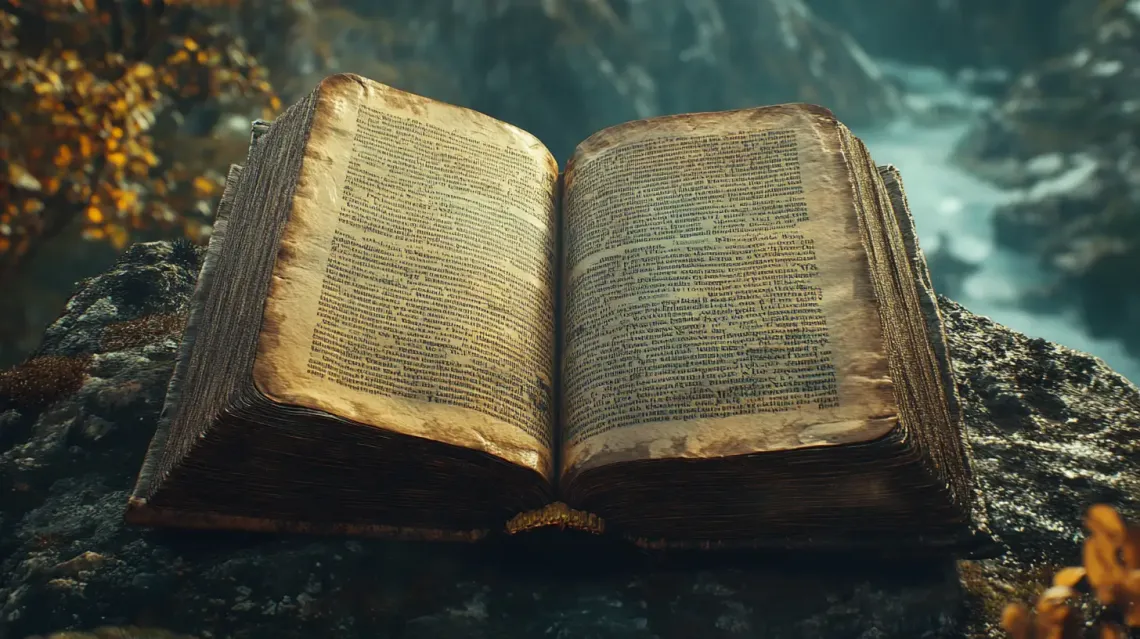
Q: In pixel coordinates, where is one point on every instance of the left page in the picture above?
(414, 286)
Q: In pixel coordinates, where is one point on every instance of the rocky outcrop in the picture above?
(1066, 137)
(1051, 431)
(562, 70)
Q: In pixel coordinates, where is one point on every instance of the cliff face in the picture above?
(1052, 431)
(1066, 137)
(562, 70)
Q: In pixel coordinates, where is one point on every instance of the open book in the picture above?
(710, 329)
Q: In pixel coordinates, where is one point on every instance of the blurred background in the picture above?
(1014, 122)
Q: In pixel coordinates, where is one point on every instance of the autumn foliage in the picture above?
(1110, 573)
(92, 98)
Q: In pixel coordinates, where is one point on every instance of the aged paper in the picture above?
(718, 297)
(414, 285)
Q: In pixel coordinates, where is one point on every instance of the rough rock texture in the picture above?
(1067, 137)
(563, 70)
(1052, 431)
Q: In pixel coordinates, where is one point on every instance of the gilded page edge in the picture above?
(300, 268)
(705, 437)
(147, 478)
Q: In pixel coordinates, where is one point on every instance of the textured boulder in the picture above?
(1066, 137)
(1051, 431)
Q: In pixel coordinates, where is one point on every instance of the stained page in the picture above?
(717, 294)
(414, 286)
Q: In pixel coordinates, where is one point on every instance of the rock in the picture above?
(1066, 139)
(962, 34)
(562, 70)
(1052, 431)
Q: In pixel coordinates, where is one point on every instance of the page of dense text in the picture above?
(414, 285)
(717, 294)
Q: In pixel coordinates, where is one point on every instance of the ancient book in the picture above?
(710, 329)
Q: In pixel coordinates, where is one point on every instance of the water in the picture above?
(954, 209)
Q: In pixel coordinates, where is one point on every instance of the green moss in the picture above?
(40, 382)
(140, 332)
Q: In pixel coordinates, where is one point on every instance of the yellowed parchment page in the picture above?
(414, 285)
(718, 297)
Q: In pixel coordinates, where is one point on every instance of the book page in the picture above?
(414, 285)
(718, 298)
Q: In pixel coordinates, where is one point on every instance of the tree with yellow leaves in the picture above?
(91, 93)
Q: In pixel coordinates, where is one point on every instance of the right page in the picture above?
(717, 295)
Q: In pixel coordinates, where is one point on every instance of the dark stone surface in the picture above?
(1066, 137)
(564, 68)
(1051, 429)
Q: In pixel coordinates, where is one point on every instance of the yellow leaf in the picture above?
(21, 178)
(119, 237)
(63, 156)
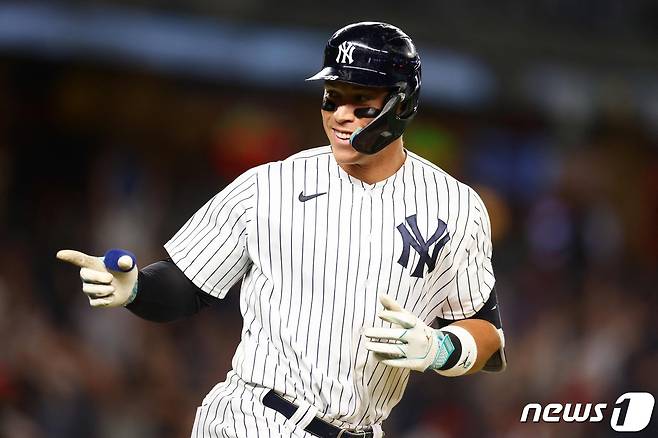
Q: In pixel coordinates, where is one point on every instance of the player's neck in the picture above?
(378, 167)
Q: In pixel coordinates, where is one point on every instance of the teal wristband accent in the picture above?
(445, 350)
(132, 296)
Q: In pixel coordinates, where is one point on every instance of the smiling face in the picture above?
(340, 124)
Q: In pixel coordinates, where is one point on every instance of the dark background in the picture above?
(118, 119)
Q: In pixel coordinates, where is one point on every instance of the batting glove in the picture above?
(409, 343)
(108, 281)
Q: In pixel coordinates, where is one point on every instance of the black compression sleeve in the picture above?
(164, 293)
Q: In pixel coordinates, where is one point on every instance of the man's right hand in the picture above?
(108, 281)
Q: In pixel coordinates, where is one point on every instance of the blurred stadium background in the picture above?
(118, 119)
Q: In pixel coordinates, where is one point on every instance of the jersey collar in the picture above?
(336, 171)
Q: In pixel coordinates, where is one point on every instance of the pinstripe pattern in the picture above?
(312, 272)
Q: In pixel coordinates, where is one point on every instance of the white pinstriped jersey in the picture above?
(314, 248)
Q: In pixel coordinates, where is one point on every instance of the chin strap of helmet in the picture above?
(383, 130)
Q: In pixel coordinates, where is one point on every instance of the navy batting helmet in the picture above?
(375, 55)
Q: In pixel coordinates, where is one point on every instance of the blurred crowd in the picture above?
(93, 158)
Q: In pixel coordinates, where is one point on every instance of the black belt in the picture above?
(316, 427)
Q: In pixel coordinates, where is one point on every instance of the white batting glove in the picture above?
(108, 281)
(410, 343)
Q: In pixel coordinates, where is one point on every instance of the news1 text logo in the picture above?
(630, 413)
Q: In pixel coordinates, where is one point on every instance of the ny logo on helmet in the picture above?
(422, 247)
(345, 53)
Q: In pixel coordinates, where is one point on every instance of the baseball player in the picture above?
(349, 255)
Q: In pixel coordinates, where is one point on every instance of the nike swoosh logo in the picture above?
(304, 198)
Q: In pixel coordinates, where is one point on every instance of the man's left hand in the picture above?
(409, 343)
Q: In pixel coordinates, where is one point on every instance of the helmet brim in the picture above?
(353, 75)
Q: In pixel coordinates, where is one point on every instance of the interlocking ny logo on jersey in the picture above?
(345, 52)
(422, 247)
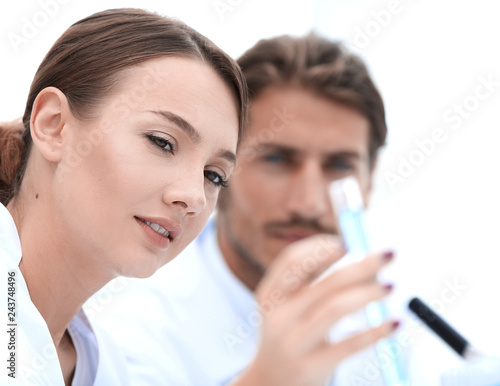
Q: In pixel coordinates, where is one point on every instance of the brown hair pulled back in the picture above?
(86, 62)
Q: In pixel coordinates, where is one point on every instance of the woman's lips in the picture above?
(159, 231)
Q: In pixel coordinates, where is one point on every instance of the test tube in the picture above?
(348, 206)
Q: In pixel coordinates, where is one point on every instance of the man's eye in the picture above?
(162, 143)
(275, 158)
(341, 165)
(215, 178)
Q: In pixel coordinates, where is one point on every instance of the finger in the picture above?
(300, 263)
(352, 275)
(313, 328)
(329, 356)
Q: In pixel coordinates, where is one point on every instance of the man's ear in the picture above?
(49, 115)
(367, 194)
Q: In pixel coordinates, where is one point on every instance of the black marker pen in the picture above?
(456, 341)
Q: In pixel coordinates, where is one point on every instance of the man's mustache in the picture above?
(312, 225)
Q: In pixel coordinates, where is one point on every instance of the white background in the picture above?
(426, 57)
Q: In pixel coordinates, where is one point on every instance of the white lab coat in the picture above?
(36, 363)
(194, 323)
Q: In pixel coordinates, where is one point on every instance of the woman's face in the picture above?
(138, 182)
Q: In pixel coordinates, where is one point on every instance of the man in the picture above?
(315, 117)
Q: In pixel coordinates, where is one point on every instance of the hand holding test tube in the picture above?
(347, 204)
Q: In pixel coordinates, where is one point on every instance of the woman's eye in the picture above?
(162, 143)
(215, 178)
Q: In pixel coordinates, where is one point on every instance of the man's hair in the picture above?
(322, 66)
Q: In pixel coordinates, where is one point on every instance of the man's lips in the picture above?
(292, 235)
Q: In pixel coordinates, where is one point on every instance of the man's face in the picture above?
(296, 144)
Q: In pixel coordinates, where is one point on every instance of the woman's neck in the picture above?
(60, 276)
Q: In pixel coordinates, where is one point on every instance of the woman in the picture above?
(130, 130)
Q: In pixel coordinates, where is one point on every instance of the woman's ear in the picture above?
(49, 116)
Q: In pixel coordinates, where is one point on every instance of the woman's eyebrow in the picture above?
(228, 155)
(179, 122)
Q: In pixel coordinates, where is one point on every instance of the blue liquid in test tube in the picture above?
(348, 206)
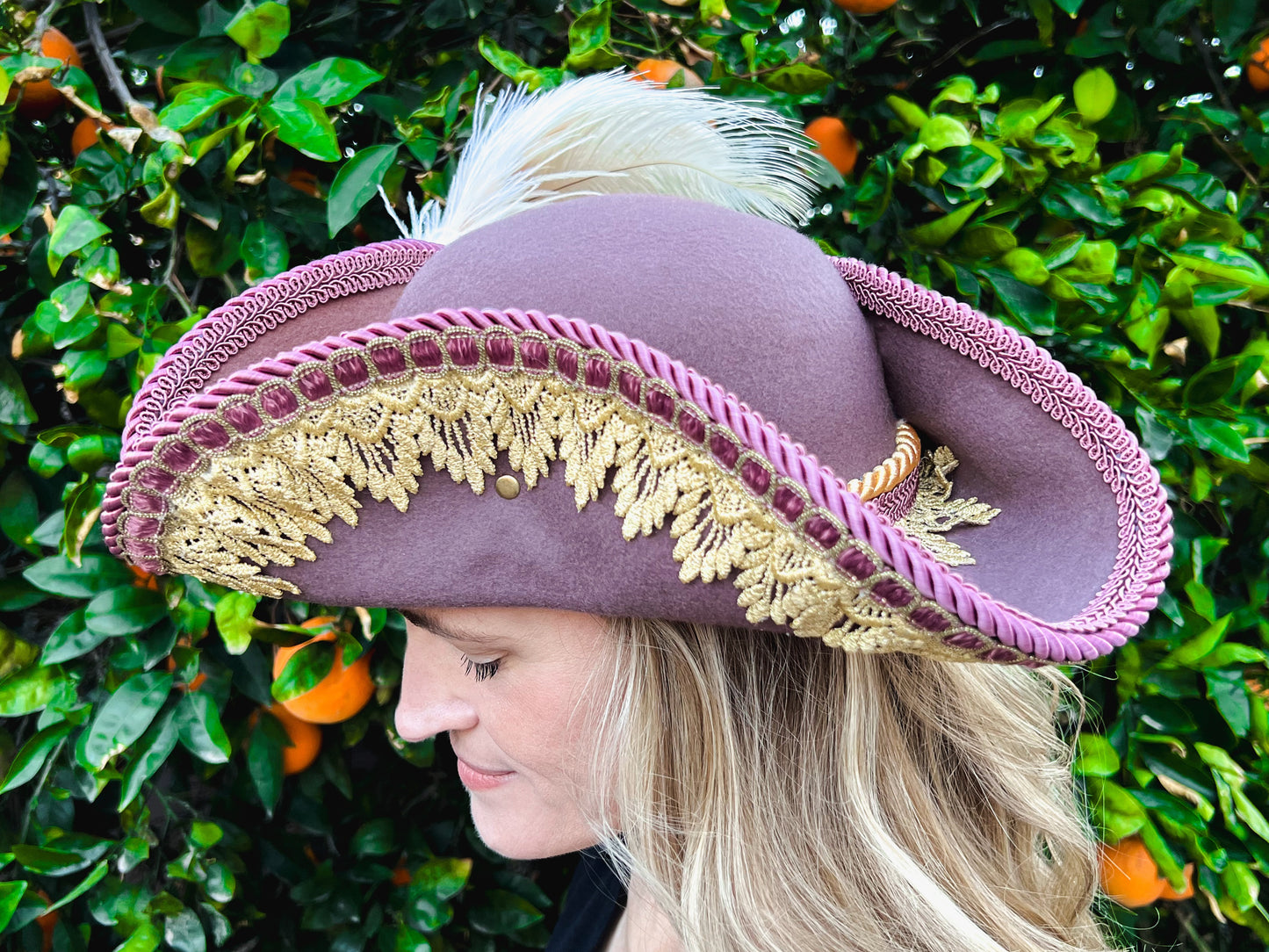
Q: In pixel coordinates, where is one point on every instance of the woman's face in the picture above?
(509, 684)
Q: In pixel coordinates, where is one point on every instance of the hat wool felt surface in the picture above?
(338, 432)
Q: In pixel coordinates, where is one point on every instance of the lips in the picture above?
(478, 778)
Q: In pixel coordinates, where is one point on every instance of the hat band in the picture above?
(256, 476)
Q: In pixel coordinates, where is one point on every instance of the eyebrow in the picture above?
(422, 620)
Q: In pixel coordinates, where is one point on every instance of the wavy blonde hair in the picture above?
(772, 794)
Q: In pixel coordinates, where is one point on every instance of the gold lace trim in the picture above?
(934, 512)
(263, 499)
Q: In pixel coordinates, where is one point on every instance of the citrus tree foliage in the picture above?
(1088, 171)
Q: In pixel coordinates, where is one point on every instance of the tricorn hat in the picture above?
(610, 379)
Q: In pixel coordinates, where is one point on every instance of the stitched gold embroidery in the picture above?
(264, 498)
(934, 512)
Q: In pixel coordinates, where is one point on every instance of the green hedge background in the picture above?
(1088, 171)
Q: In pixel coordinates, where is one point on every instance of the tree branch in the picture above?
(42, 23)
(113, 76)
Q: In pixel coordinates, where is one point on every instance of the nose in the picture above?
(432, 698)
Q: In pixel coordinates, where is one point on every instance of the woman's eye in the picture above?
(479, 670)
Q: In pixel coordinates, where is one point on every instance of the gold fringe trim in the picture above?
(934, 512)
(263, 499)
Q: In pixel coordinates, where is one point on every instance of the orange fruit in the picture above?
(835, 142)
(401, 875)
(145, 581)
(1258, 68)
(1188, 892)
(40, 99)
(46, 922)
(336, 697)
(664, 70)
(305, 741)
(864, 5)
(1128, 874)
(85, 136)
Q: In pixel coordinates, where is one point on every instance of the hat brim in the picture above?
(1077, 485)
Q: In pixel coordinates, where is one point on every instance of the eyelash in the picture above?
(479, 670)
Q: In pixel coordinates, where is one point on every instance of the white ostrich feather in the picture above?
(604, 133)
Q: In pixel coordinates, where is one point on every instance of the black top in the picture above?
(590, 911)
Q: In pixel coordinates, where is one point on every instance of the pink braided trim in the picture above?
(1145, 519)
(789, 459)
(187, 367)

▸ What the exercise asks: Copy the lines above, from the one containing "hedge background in the picture above?" through the last line, keeping the requests unchanged. Multiply every coordinate in the answers by 1.65 and round each result to a whole number, rounding halves up.

▸ Task response:
Q: In pixel coordinates, where is one point on every instance of the green hedge background in the picture above?
(1795, 282)
Q: In pixel coordinates, where is one point on every instance of the tree branch in the picture above?
(69, 38)
(186, 125)
Q: In pixel coordinates, where is one point on every instance of the nose in the picture above?
(713, 1152)
Q: In pixel coordinates, where is one point on every instance of the woman's eye in the picture above?
(790, 1106)
Q: In pixel coordinates, where is one point on every instance of the gold fringe trim in the picture above?
(1541, 845)
(434, 823)
Q: In pixel coordinates, where is one point on every instance of the orange fruit in the picture above?
(1378, 234)
(662, 1444)
(239, 959)
(2076, 112)
(1960, 1472)
(66, 163)
(76, 1521)
(554, 1150)
(1096, 116)
(503, 1223)
(1426, 8)
(1861, 1442)
(140, 224)
Q: In pixel coordinates, where is one point on every instance of the hat brim in the picture above?
(1777, 800)
Q: In pixel coordinates, where is one point on every instance of the eyelash in the picture above?
(790, 1106)
Q: In pixel coordinates, where is one point on every instance of the white ostrich feather in the picture above?
(997, 219)
Q: In pixel coordinates, where is one point on every instance of the black top in the picture above?
(974, 1503)
Q: In pixel coordinates, where is one point on every instance of the pink braided trim in the picture above?
(1889, 856)
(1302, 757)
(309, 606)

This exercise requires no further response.